===== Stored data
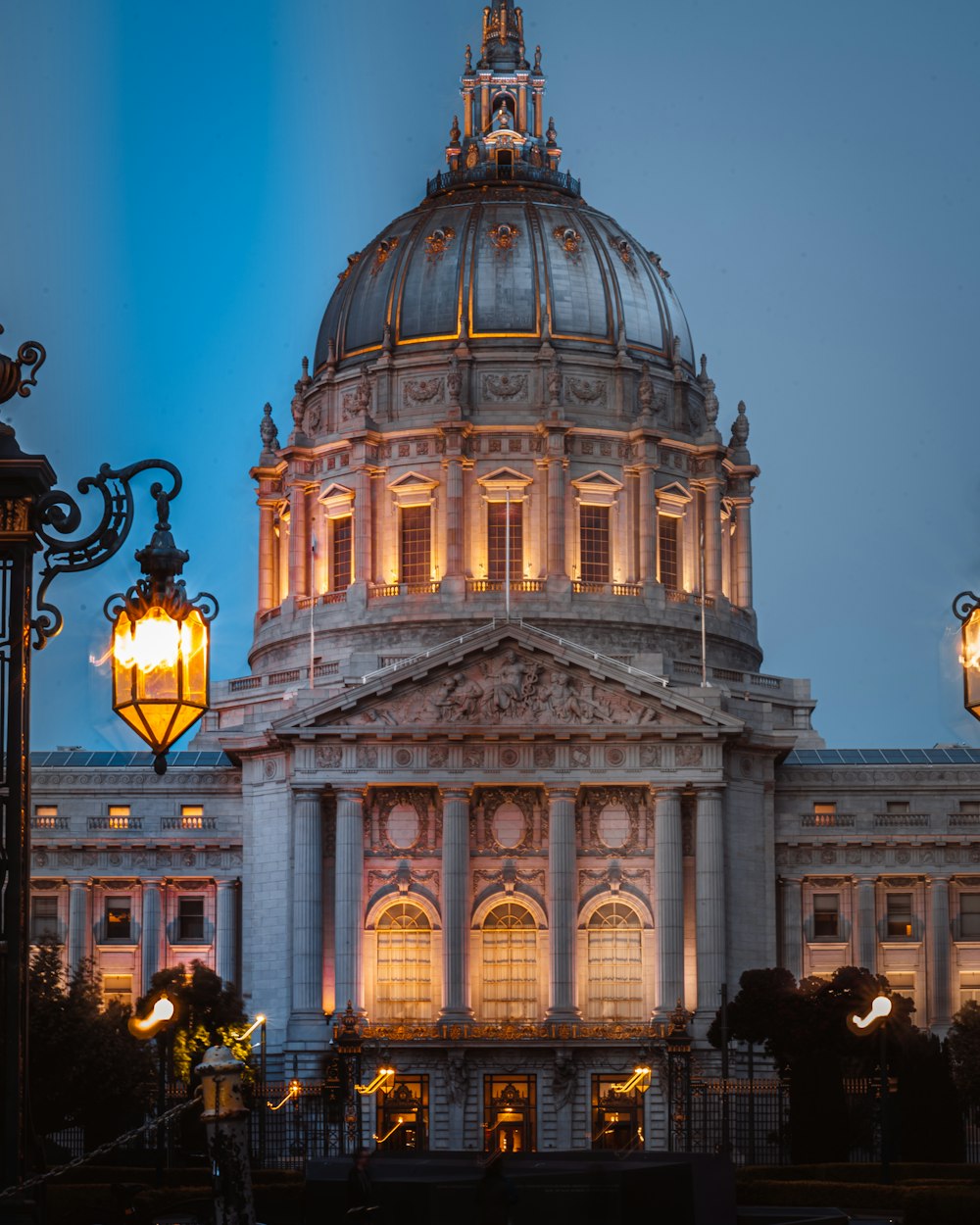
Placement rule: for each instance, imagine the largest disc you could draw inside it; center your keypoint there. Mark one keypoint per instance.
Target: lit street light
(158, 692)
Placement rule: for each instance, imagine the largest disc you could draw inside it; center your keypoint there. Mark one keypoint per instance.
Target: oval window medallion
(509, 826)
(613, 826)
(403, 826)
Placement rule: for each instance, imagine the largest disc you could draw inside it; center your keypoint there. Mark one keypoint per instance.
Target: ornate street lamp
(161, 643)
(966, 608)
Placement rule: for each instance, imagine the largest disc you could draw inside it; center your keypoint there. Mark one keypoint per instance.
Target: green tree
(207, 1012)
(964, 1054)
(83, 1066)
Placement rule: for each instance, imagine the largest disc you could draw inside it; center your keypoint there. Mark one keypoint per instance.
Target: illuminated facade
(474, 784)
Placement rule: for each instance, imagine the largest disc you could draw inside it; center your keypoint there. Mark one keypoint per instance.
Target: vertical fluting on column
(152, 932)
(456, 905)
(866, 945)
(713, 538)
(710, 890)
(266, 558)
(308, 925)
(792, 926)
(225, 931)
(647, 475)
(455, 517)
(555, 518)
(667, 901)
(299, 543)
(744, 557)
(79, 922)
(363, 525)
(349, 901)
(940, 1004)
(562, 903)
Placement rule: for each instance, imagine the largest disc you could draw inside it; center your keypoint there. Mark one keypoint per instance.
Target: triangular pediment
(511, 676)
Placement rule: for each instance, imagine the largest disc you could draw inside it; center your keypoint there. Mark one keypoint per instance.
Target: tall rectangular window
(826, 915)
(416, 544)
(43, 919)
(593, 527)
(969, 916)
(190, 919)
(666, 529)
(119, 919)
(496, 540)
(898, 915)
(342, 560)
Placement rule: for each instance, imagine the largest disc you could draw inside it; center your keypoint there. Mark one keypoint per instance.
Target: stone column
(151, 937)
(307, 1020)
(667, 902)
(225, 934)
(563, 898)
(713, 538)
(363, 525)
(792, 926)
(866, 945)
(299, 543)
(744, 557)
(349, 901)
(940, 1004)
(647, 524)
(710, 891)
(455, 518)
(456, 906)
(555, 518)
(79, 922)
(266, 558)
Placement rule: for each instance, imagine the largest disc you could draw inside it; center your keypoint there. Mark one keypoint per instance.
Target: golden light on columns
(161, 645)
(966, 608)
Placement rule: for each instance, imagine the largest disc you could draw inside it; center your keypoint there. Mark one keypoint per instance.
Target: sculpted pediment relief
(513, 690)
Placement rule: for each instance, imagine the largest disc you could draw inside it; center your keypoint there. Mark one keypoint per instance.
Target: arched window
(403, 984)
(615, 968)
(510, 963)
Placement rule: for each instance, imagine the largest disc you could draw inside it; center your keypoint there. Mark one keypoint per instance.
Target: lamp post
(167, 689)
(966, 609)
(873, 1020)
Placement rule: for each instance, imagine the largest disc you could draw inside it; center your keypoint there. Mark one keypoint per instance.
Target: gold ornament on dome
(385, 248)
(569, 239)
(437, 241)
(504, 236)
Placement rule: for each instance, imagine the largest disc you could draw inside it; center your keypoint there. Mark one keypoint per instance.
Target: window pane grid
(416, 566)
(615, 966)
(666, 525)
(343, 554)
(510, 963)
(403, 979)
(496, 540)
(594, 544)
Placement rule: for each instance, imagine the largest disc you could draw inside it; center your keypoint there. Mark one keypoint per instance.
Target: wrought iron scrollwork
(58, 514)
(965, 604)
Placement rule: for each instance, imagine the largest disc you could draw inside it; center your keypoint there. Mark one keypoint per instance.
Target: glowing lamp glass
(160, 674)
(970, 662)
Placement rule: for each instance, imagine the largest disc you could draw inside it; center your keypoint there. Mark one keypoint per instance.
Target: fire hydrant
(225, 1118)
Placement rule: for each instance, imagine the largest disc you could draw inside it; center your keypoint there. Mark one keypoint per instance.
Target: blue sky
(185, 180)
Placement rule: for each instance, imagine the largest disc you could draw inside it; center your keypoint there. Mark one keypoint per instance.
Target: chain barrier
(103, 1148)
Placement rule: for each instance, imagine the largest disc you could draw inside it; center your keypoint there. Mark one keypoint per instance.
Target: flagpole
(508, 557)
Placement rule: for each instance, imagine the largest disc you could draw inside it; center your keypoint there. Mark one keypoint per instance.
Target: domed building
(505, 795)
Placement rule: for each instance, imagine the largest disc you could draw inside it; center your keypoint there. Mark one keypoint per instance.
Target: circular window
(509, 826)
(403, 826)
(613, 826)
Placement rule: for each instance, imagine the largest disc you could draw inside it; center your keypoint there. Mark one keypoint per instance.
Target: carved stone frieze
(511, 690)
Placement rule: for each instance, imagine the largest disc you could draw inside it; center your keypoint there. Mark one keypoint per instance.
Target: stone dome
(505, 264)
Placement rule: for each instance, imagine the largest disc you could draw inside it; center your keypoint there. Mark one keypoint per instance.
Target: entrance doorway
(509, 1113)
(616, 1117)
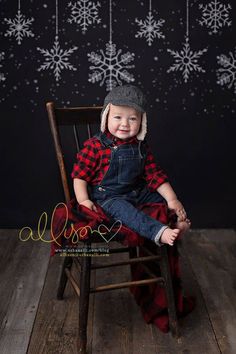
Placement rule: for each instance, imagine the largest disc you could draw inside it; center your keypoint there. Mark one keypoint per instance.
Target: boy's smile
(123, 121)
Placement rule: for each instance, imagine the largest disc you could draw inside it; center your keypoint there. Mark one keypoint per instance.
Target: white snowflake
==========
Without any of its images, the data above should be returned exactly.

* **Solution to the problem**:
Placement rule: for each instance, imagine the largest disc you could draw inside it; center your keypoint there. Mark one keypoint per instance.
Target: lit street light
(158, 692)
Placement rule: for each instance, imagine the largest disc you could draw inside it; center your keypoint there. Mark one keypoint per instance.
Target: oval window medallion
(509, 826)
(613, 826)
(403, 826)
Placement rule: for each instance, imagine the largest disc you could draw inside it; center your keypoint there. Mark one keypoint per instance.
Target: ornate street lamp
(161, 643)
(966, 608)
Placement rule: for each instance, imagine the largest disc you could draw inside it; center your keypoint there. Mark one keypoint per instance.
Target: green tree
(207, 1012)
(964, 1054)
(83, 1066)
Placement rule: for each instance, imagine the largest disc you could draw inside it; center your keypoint there. Mark one keypoint per instance.
Target: illuminated facade
(474, 784)
Placement rule: for each instance, imagine the largest disc you could draw inside it; center your keypoint there. Mark one keypoint per instance.
Target: vertical fluting on column
(152, 932)
(456, 905)
(866, 945)
(713, 538)
(710, 890)
(266, 558)
(308, 925)
(792, 926)
(225, 931)
(647, 475)
(455, 517)
(555, 518)
(667, 901)
(299, 543)
(744, 557)
(79, 922)
(363, 525)
(349, 901)
(940, 1004)
(562, 903)
Placement rule: for each instance, imagine the largest disc you could draw inside it; center your keypoint there. Mark one keypoint per instance.
Target: triangular pediment
(511, 676)
Placement rule: for each instance, imagine the largest disc you could draw inside it; center your keypoint there. Mark one keypoint per instance.
Target: tall rectangular window
(826, 915)
(416, 544)
(43, 919)
(593, 527)
(969, 916)
(190, 919)
(666, 529)
(119, 919)
(496, 540)
(898, 915)
(342, 560)
Placement rule: for each instance, imagine the largest disc you could draw inside it; center your keypoint there. Mark one keypoint per instance.
Target: stone column
(151, 937)
(307, 1020)
(667, 902)
(225, 934)
(563, 898)
(713, 538)
(363, 525)
(792, 926)
(866, 945)
(299, 543)
(744, 557)
(349, 901)
(940, 1004)
(647, 524)
(710, 891)
(455, 518)
(456, 906)
(555, 518)
(79, 922)
(266, 558)
Placement rule: for each instance, imagine the largest disc you could draw inside it; center your keypoint there. Mark one keypoint per instance.
Target: golden light on columns
(161, 645)
(966, 608)
Placement rule: for each instance, imagine the largest disc you could draw inside it; center your keypoint there. Mark one keypoint per instance.
Target: sculpted pediment relief
(513, 690)
Placement rule: for each instance, imagine the largest disc you could draw inside it; center your keypoint there. Mark one keypoint per instance.
Target: arched window
(403, 984)
(615, 968)
(510, 963)
Placement rule: for each instance, imagine the largest disc you could draw inside it; center your keypoint there. Mark one keypoint per instance.
Target: lamp post
(167, 689)
(966, 609)
(873, 1020)
Placement rule: for each instance, imagine the largest disc you could draw inside it; center your keypoint there. Mark one keypoint per instance.
Target: gold ornament on dome
(385, 248)
(569, 239)
(437, 241)
(504, 236)
Placement rule: for each instance, imagine the largest disc you could draw inside it; center your keypoint there. Mark one keypoint per instance.
Target: window pane grid
(416, 566)
(615, 966)
(666, 525)
(343, 554)
(510, 963)
(403, 979)
(496, 540)
(594, 544)
Placement rule: for each instance, imagine the largest disc you could draw inside it; center your keypoint there. Mark one keypoint per instance.
Target: wrought iron scrollwork
(58, 514)
(965, 604)
Placement rule: for each instance, imagine the largest disc you could draw inside it; center your keypoint there. Mark one keypoint per instance.
Target: glowing lamp glass
(160, 674)
(970, 662)
Placement rule: for each instance, imagine the largest disc you could draw inside it; center your keypoint there. Mark one keypoint per instance.
Target: fire hydrant
(225, 1118)
Placement rule: for each instance, imagine the largest disc you could draw inside it; center your keypoint there. Mark one keypoint per instance.
Target: blue sky
(185, 180)
Placement rule: for each instance, imagine the largest disc you could draw inside it; center your keypoint there. Mark one keypoint per instance.
Target: chain barrier
(103, 1148)
Placement rule: for each instance, imagine the largest disc you could draw inside it; center your keypoint there. Mark one keypoint per instance.
Target: flagpole
(508, 557)
Placement rule: for each instance, imagine the largest disc you could draw inside it; center your keypoint there. Mark one keypoint per instance.
Target: domed building
(505, 795)
Placement rule: for each instance, imagine the largest disc you could draw inside it; center your keypoint there. Mark one keypoint per instance.
Target: circular window
(509, 826)
(403, 826)
(613, 826)
Placement rule: for each instance, imagine the largest disc you could draw inside it; center your keypoint there. Mark one keypoint per instance.
Target: carved stone frieze
(511, 690)
Placement rule: for each instance, imagine the largest disc you could draw inside it; center your keypoint there. Mark one keypoint per instance.
Target: stone dome
(505, 264)
Placement rule: for each instance, imagine the largest disc you could draw inside it; center your keypoint there. Mark one keypoint per instance.
Target: entrance doorway
(509, 1113)
(616, 1117)
Placement rule: for each instance, imagine the largest disc you could draw inside it; center your keypoint there. Mark one keypoint per instance.
Target: boy's smile
(123, 121)
Placement rule: for each instance, imagine the largest disc you could draw inside it; center your keypoint there. Mark one keypoint per instance.
Target: white snowflake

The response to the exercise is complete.